» Prompt A
According to the passage on sexual orientation, why does it not matter whether orientation arises from nature or nurture? Answer in one to three sentences.
» Prompt B
Continue the passage on sexual orientation from where it stops.

=== Provided text ===

The first thing to point out is that it really does not matter how it came about. Why not? Because in either case it is an ingrained orientation over which the individual has little to no control. Whether it arises from nature or nurture is really an irrelevant question. It is a distracter, diverting attention from the individual’s right to live their life as they see fit and refocussing on an irrelevancy as if it were the most important question on the subject. However, since it is always asked, let's have a Bible based answer.
Many Christians are absolutely convinced that sexual orientation, sometimes referred to as sexual preference, is a free choice and that it is well within the ability of any person to change their orientation. Some Christians consider homosexuality to be a neurosis or a psychosis, hence treatable as a mental illness. Others believe it to be a freely chosen lifestyle under the sway of Satan, and that homosexuals are practitioners of a life in opposition to god and completely immoral. Yet others consider it to be sin resulting from Adam's eating of the tree and bringing a slow decline from the perfect standard onto the human race. Homosexual Christians themselves may say they are born that way, that god made them the way they are and they should not be condemned for expressing the desires that have been inherently placed within them.

=== Stored rows ===

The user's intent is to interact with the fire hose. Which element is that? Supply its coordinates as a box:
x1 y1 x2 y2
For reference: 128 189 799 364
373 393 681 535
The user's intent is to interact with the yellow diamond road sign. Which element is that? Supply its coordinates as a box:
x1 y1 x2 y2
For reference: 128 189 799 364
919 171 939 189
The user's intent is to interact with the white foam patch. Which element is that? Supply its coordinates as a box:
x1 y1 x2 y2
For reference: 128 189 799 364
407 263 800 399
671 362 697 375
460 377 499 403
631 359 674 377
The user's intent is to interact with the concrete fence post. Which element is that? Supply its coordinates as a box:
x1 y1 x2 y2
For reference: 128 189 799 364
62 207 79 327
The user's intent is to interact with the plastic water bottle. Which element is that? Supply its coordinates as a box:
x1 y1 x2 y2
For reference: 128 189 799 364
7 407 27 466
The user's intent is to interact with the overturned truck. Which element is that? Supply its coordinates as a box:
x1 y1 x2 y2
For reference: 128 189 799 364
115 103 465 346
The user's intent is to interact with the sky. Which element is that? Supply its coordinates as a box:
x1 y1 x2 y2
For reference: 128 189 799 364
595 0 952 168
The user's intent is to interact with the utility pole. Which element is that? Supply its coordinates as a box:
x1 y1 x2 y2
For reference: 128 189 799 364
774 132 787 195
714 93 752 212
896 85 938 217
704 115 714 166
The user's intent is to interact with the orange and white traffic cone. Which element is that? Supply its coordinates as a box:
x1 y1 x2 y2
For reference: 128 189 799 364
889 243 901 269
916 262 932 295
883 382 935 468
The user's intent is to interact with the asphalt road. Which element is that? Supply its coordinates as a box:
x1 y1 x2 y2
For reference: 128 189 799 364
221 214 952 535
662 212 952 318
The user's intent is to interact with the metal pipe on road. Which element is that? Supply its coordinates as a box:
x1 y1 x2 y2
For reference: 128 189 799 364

===

» Right answer A
It does not matter because either way, orientation is an ingrained trait over which the individual has little to no control. The question also distracts from the individual's right to live as they see fit by treating an irrelevant point as the most important one.

» Right answer B
Usually we are told that Jesus made no reference to homosexuality and homosexuals, and never condemned them. That is only partially true. The true part is that Jesus never did condemn homosexuals. The only people he did condemn were the religious hypocrites who loudly proclaimed that they knew the mind of the Creator. For everyone else Jesus had the greatest compassion. What is false is the statement that he never mentioned homosexuals. He did refer to them on one occasion.
It is found at Matthew 19:12, where Jesus is recorded as saying:–
“For there are some eunuchs, which were so born from their mother’s womb: and there are some eunuchs, which were made eunuchs of men: and there be eunuchs, which have made themselves eunuchs for the kingdom of heaven’s sake.”
First let us establish what eunuchs are. Merrian-Webster defines the word eunuch as:
So what did Jesus mean by saying that some of his followers made themselves eunuchs for the sake of the Kingdom. Did he really mean that mature men would cut off their own testicles so that they could serve him? Obviously not! Such an action would be unthinkable to a Jew like Jesus. Castration was a serious matter under the Mosaic Law, and no castrated male was allowed to approach god, being permanently blemished. There is no way that Jesus meant that. Jesus was talking about those of His followers who would forgo married life, including sexual intercourse, so that they could spread the message he brought. They would be "eunuchs" in the metaphorical sense of having no intimate relationships with women. They would forgo emotional and sexual relationships so that they could serve god more completely.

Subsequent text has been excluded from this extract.